> **About this task**
From first line to last, retype the data exactly.

> **Exercise materials**
■ ■ ■ ■ ■ ■ ■

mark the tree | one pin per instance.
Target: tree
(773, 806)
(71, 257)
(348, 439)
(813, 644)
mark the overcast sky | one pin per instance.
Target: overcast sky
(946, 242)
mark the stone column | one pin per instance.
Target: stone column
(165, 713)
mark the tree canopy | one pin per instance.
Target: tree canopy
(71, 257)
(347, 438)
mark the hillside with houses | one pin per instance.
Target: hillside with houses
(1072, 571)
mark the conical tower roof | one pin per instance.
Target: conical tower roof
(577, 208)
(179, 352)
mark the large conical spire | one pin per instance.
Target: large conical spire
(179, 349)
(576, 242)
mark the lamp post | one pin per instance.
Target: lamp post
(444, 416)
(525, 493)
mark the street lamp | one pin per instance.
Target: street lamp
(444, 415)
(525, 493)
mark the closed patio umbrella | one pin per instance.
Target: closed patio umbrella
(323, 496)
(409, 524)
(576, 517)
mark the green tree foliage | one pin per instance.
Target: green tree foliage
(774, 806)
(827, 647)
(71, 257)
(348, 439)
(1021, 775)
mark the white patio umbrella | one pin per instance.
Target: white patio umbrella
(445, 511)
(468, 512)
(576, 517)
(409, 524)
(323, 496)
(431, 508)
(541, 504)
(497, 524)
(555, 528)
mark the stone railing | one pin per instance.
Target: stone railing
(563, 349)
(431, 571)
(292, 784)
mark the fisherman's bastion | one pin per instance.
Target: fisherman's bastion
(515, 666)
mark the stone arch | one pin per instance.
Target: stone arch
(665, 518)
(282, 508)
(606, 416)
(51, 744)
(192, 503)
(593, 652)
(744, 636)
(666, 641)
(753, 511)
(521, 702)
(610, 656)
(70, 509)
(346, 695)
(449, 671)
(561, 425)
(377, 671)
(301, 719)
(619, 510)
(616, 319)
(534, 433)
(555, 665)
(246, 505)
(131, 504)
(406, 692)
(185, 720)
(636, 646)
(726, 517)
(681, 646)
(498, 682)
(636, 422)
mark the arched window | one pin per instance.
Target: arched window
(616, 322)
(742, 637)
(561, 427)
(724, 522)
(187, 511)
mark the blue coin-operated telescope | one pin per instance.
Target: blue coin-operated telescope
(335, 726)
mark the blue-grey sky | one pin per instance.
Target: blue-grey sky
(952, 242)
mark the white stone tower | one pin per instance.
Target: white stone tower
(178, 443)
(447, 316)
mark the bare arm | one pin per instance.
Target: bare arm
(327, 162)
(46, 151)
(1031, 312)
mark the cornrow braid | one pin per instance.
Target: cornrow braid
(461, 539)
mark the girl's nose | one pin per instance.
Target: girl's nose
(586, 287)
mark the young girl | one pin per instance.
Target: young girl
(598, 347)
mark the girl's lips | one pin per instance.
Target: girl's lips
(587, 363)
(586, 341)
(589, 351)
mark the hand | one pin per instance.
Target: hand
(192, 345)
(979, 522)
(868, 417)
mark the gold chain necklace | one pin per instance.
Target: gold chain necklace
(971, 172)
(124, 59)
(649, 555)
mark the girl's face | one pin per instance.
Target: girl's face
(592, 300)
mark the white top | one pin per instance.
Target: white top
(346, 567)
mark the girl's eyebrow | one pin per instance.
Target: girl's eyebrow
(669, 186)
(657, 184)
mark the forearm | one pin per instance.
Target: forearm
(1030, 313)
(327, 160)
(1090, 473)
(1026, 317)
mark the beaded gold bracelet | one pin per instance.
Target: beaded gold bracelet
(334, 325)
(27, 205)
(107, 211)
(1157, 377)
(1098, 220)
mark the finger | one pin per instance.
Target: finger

■ ■ ■ ■ ■ ■ ■

> **Answer to this problem**
mark the tree | one pin per instance.
Target: tree
(773, 806)
(71, 257)
(348, 439)
(813, 644)
mark the overcast sky | one pin per instance.
Target: overcast sky
(946, 242)
mark the stone column | one pin per instance.
Target: stone column
(165, 713)
mark the tree canopy | one pin per instance.
Target: tree canopy
(71, 257)
(347, 438)
mark the hillside with houses | one pin per instance.
Target: hillside with houses
(1072, 571)
mark the conical tower roof | one pin per instance.
Target: conical tower roof
(577, 208)
(179, 352)
mark the large conical spire | one pin per instance.
Target: large conical spire
(179, 349)
(576, 242)
mark the lamp post | one pin per instance.
Target: lamp post
(444, 416)
(525, 493)
mark the street lamp | one pin per instance.
Target: street lamp
(444, 415)
(525, 493)
mark the closed patio umbrella | one pin per instance.
Target: closed patio umbrella
(323, 496)
(409, 524)
(576, 517)
mark the green tree foliage | one pin per instance.
Target: green tree foliage
(774, 806)
(827, 647)
(71, 257)
(348, 439)
(1021, 775)
mark the white patio umbrella | one pin per instance.
Target: white patio umbrella
(445, 511)
(468, 512)
(576, 517)
(409, 524)
(323, 496)
(431, 508)
(541, 504)
(497, 524)
(555, 528)
mark the stone railing | one pin per instance.
Target: stone railing
(563, 349)
(431, 571)
(292, 784)
mark the fisherman's bastion | one pin per instance.
Target: fisherman's bastion
(515, 666)
mark the stone arch | one pin per instance.
Target: stone arch
(665, 518)
(282, 508)
(606, 416)
(51, 744)
(192, 503)
(593, 652)
(744, 636)
(666, 641)
(753, 511)
(521, 702)
(610, 656)
(70, 509)
(346, 695)
(449, 671)
(561, 425)
(377, 671)
(301, 719)
(619, 510)
(616, 319)
(534, 433)
(555, 665)
(246, 505)
(131, 504)
(406, 692)
(185, 720)
(636, 646)
(726, 517)
(681, 646)
(498, 682)
(636, 422)
mark the arched window | one pin per instance.
Target: arched window
(616, 322)
(742, 637)
(561, 427)
(724, 522)
(187, 511)
mark the blue coin-operated telescope | one pin per instance.
Target: blue coin-operated telescope
(335, 726)
mark the blue-grey sky | one pin per instance.
Target: blue-grey sky
(952, 242)
mark the white stone tower | one pin per instance.
Target: white stone tower
(178, 443)
(447, 316)
mark the bare arm | one pin per instance.
Target: bare arm
(327, 162)
(46, 151)
(1031, 312)
mark the cornrow braid | one pin per instance.
Target: cornrow braid
(461, 539)
mark the girl's nose | one pin per instance.
Target: girl's nose
(586, 287)
mark the young girl | one pin per instance.
Target: young girl
(598, 347)
mark the girl's lips | one pin per instance.
Target: girl's lips
(587, 363)
(586, 341)
(589, 351)
mark the hand | one pin per instance.
Target: hand
(192, 345)
(979, 522)
(868, 417)
mark the gold chain necklace | one pin per instance.
Target: gold chain necklace
(971, 172)
(124, 59)
(649, 555)
mark the girl's face | one pin per instance.
Target: girl's face
(592, 300)
mark the white top | one pin per instance.
Target: white top
(346, 567)
mark the girl's eyebrow | one pin per instance.
Target: girl's eyebrow
(669, 186)
(657, 184)
mark the forearm | one pin per instance.
Target: forearm
(1030, 313)
(327, 160)
(1090, 473)
(1026, 317)
mark the beaded gold bracelet | one pin per instance.
Target: beaded gold bracelet
(334, 325)
(27, 205)
(107, 211)
(1157, 377)
(1098, 220)
mark the finger | one pin per instance.
Target: finger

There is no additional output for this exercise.